For each line in the records that contains "below", make a copy.

INPUT MATERIAL:
"""

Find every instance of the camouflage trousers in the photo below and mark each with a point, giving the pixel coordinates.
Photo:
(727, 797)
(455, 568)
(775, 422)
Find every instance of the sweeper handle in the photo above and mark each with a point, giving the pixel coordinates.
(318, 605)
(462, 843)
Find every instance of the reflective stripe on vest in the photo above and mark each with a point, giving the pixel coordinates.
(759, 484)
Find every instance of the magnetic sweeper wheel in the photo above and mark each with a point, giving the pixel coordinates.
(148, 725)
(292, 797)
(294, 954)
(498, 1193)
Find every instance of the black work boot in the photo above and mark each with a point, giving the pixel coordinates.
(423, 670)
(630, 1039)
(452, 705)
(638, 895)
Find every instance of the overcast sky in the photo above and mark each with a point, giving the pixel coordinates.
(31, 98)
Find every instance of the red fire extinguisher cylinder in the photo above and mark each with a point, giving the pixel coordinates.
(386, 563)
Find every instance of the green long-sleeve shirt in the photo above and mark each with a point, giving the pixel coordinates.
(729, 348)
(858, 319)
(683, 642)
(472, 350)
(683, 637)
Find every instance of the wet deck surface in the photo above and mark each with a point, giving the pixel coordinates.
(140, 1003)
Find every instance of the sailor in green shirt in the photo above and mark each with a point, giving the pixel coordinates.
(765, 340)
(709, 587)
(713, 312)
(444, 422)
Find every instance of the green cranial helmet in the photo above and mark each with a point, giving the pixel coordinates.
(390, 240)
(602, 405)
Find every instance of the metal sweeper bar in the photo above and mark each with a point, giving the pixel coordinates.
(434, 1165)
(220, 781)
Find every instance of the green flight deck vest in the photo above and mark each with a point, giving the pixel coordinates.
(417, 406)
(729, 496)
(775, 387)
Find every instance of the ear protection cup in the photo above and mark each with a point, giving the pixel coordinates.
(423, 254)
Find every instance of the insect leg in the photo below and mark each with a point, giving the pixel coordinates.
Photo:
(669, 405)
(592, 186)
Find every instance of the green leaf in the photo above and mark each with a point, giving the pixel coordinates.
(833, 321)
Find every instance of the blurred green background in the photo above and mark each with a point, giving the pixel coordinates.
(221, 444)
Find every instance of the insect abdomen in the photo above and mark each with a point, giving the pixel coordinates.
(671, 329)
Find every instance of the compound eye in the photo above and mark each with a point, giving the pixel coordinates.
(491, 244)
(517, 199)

"""

WRITTEN REPLY:
Find every instance of the camouflage trousers in the photo below and mark each with a point, giving the pixel coordinates.
Find every instance of the insect leg in the photo below and mark each with a point, giving the pixel coordinates.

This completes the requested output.